§ **Quoted passage**:
PDF to plain text, Some difficult pages were encountered Adobe Acrobat XI

Question

Basic Problem: For this PDF: https://1drv.ms/u/s!AsrLaUgt0KCLhXtP-jYDd4Z0ujKQ?e=xSu2ZR

I am unable to convert/Save manually as plain text using Adobe Acrobat XI standard or the batch conversion script (below). The generated file is blank.

Full problem: As part of my attempts to batch convert PDFs to text, I have run into a strange error where acrobat XI returns the following:

Disappointingly clicking ok generates the text file blank.

The following script to loop through PDF files and convert them to text files using acrobat: It works fine for most PDFs except ones with figures like above.

Sub LoopThroughFiles()
    Dim StrFile As String
    Dim pdfPath As String
    
    StrFile = Dir("C:\temp\PDFs\")
    fileRoot = "C:\temp\PDFs\"
    If Right(fileRoot, 1) <> "\" Then fileRoot = fileRoot & "\" 'ensure terminating \
    
    Do While Len(StrFile) > 0
        Debug.Print StrFile
        pdfPath = fileRoot & StrFile
        
        Debug.Print pdfPath
        
        success = ConvertPdf2(pdfPath, fileRoot & StrFile & ".txt")

§ **Description of the task**:
Transcribe part of the Acrobat XI conversion thread word for word, starting with "I am unable" and going on through "file is blank.".

§ **Source material**:
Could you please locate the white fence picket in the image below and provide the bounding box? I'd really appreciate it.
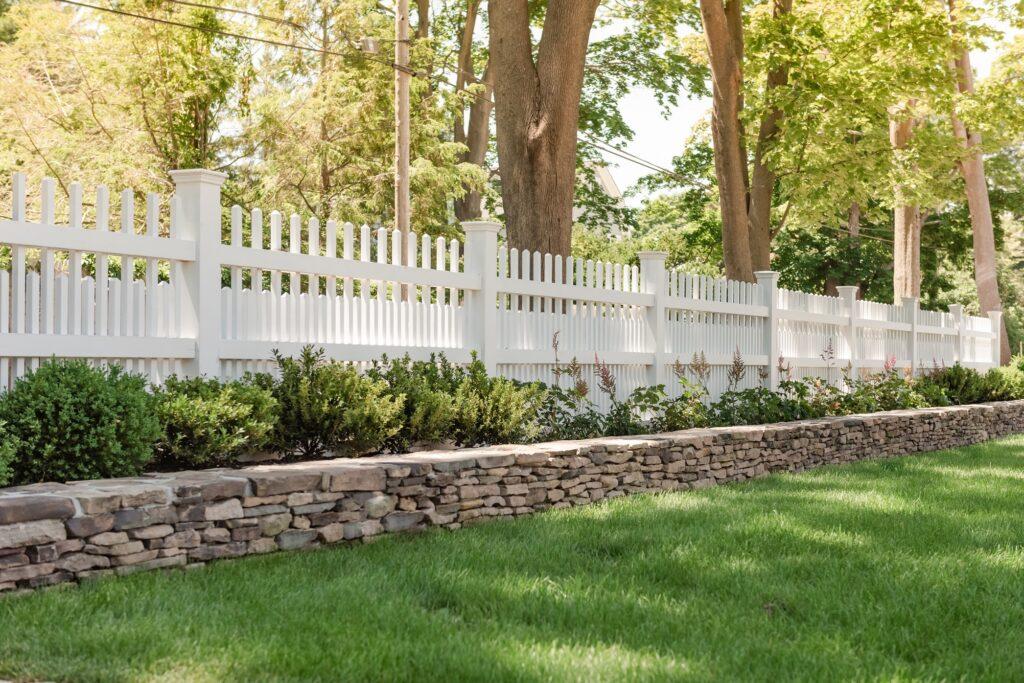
[0,174,998,404]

§ **Answer to this problem**:
I am unable to convert/Save manually as plain text using Adobe Acrobat XI standard or the batch conversion script (below). The generated file is blank.